▶ EXERCISE INSTRUCTIONS
Write the line that includes "Exercise. Identify every instance of the child's" and all subsequent lines, exactly as written, and nothing more.

▶ THE RECORDS
○ ○ ○

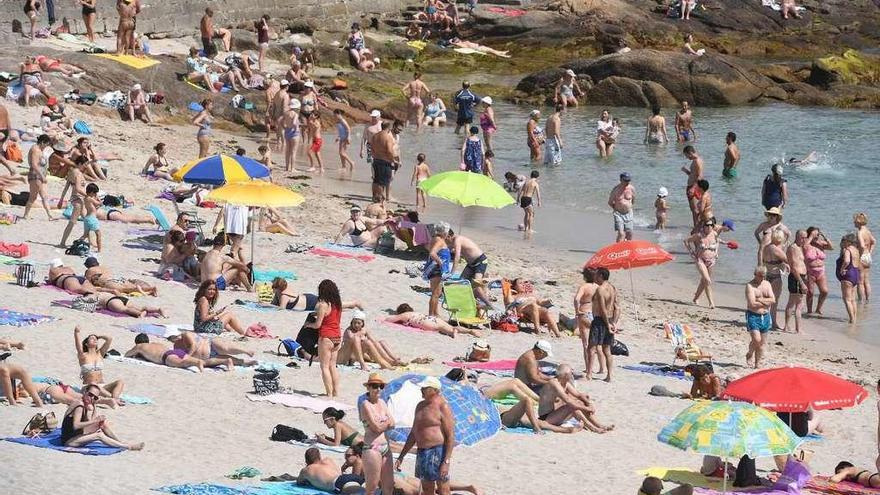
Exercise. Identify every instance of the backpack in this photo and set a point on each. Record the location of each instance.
(284, 433)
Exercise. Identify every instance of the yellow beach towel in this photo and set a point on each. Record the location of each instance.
(130, 60)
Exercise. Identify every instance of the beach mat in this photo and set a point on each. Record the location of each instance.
(52, 440)
(16, 319)
(315, 404)
(130, 60)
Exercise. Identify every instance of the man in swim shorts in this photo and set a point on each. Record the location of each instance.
(759, 298)
(433, 432)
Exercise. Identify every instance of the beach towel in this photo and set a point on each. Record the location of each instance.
(299, 401)
(130, 60)
(52, 440)
(16, 319)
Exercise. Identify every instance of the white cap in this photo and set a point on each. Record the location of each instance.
(544, 346)
(430, 382)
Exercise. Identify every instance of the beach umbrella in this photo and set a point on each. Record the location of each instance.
(627, 255)
(256, 193)
(793, 389)
(729, 430)
(476, 417)
(220, 169)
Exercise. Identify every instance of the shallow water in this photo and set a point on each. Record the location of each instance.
(825, 194)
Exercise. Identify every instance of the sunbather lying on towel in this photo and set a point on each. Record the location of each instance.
(406, 316)
(101, 277)
(174, 358)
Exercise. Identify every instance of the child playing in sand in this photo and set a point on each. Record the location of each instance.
(661, 209)
(90, 221)
(343, 133)
(420, 172)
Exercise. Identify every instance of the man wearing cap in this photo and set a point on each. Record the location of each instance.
(527, 369)
(621, 200)
(137, 104)
(464, 102)
(433, 432)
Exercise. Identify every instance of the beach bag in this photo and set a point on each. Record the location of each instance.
(284, 433)
(84, 304)
(480, 351)
(24, 275)
(266, 382)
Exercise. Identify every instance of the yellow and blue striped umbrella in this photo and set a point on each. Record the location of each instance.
(220, 169)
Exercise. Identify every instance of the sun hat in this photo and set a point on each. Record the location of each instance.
(544, 346)
(430, 382)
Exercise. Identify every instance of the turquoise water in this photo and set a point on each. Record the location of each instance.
(825, 194)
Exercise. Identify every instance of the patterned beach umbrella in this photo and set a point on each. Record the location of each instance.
(476, 418)
(220, 169)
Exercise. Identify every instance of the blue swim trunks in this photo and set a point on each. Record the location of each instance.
(428, 462)
(759, 322)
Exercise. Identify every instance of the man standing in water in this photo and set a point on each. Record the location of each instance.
(433, 432)
(621, 202)
(552, 131)
(684, 124)
(731, 157)
(759, 298)
(524, 198)
(695, 174)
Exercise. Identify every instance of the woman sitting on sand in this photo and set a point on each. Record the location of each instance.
(343, 433)
(206, 319)
(405, 315)
(91, 363)
(81, 426)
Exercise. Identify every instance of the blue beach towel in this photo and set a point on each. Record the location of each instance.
(53, 441)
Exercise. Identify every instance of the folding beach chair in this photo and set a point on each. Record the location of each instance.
(682, 338)
(459, 301)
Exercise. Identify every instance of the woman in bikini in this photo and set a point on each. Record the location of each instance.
(82, 426)
(91, 363)
(406, 316)
(343, 433)
(774, 258)
(377, 420)
(814, 256)
(703, 247)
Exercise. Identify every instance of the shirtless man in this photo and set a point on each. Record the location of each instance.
(476, 263)
(413, 92)
(797, 280)
(655, 128)
(694, 173)
(731, 156)
(525, 199)
(621, 201)
(606, 313)
(382, 144)
(223, 269)
(684, 124)
(158, 354)
(583, 310)
(214, 352)
(553, 136)
(433, 432)
(527, 369)
(759, 298)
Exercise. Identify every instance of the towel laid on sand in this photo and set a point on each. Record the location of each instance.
(300, 401)
(52, 440)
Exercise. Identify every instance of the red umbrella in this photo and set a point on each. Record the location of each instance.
(629, 254)
(795, 389)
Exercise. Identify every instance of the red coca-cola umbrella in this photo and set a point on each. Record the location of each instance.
(795, 389)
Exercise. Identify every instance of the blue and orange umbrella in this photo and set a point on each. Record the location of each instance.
(220, 169)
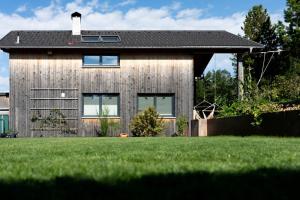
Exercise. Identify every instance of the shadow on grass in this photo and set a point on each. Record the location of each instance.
(259, 184)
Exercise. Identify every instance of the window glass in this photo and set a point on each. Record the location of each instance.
(110, 105)
(164, 105)
(91, 105)
(110, 60)
(145, 102)
(91, 60)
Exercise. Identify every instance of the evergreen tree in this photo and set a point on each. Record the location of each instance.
(292, 18)
(258, 27)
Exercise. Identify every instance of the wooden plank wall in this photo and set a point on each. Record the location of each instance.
(37, 81)
(4, 102)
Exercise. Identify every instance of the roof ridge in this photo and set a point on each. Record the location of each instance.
(156, 30)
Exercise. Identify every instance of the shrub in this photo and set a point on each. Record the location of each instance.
(147, 123)
(181, 125)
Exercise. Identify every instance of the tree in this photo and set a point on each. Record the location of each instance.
(292, 18)
(258, 27)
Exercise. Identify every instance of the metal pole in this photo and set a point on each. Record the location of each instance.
(240, 73)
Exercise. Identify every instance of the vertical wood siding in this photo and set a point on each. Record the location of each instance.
(37, 81)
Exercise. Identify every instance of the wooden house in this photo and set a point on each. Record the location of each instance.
(4, 112)
(76, 74)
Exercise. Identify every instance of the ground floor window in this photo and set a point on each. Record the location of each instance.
(163, 103)
(101, 104)
(3, 123)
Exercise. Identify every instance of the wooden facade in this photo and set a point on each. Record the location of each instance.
(38, 79)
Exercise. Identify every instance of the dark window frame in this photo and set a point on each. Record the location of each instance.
(155, 95)
(100, 64)
(100, 95)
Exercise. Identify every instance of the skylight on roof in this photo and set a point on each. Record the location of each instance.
(90, 38)
(110, 38)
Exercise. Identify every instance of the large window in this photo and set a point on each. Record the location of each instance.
(101, 60)
(164, 104)
(100, 104)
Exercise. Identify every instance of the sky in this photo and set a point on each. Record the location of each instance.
(130, 15)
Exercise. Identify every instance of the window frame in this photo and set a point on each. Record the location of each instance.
(172, 95)
(101, 65)
(100, 95)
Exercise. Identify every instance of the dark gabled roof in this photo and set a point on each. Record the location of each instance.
(129, 39)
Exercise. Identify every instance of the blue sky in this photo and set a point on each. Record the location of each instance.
(130, 14)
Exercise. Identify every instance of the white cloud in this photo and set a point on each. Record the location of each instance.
(277, 16)
(21, 8)
(189, 13)
(127, 2)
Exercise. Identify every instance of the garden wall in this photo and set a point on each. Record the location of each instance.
(273, 124)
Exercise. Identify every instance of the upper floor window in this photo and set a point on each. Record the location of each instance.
(164, 104)
(101, 60)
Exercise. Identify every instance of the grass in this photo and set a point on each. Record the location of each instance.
(166, 168)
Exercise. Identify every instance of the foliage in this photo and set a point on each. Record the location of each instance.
(252, 108)
(147, 123)
(181, 124)
(106, 124)
(56, 120)
(216, 86)
(258, 27)
(283, 88)
(265, 99)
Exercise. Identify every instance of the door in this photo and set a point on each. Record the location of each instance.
(4, 123)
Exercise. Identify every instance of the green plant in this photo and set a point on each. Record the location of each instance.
(147, 123)
(181, 125)
(56, 120)
(106, 124)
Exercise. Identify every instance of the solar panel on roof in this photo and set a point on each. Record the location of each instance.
(90, 38)
(110, 38)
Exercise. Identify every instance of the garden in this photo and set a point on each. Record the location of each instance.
(148, 168)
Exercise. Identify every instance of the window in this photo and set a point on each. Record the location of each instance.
(164, 104)
(110, 38)
(95, 104)
(91, 60)
(101, 60)
(90, 38)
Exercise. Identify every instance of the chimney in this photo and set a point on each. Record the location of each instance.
(76, 23)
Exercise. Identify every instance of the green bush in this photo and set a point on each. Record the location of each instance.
(147, 123)
(181, 125)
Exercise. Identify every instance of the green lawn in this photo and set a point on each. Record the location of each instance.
(166, 168)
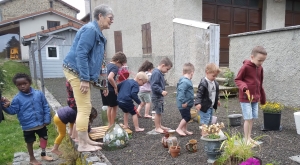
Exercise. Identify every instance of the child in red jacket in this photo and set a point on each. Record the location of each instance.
(249, 81)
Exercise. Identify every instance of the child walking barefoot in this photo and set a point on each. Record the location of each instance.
(145, 90)
(185, 98)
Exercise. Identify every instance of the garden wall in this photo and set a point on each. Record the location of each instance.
(281, 68)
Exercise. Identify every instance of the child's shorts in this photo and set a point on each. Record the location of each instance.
(249, 111)
(110, 99)
(145, 97)
(205, 118)
(158, 104)
(186, 114)
(29, 136)
(127, 107)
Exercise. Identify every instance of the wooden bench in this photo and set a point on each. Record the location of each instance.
(100, 132)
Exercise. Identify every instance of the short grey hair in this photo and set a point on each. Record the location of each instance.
(104, 10)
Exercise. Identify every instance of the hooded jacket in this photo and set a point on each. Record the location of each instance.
(185, 93)
(203, 96)
(250, 77)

○ ○ ○

▶ ANSWER TO THE PROBLEM
Exercise. Identify every instance of the child's shorts in this photo and set a point on each. Record the location of each instance.
(249, 111)
(110, 99)
(145, 97)
(205, 118)
(158, 104)
(186, 114)
(29, 136)
(127, 107)
Exercise. Identify every instance of the wooden bench in this photo and set a point on each. Record the location of each instance.
(100, 132)
Exercise. Identify every instance of the short grey hair in this photo and set a point on each. Record the location of each instance.
(104, 10)
Exercise. Identify every instance of the hooded jacket in this photo and set a point on each. Record the location of each instance.
(185, 93)
(203, 96)
(250, 77)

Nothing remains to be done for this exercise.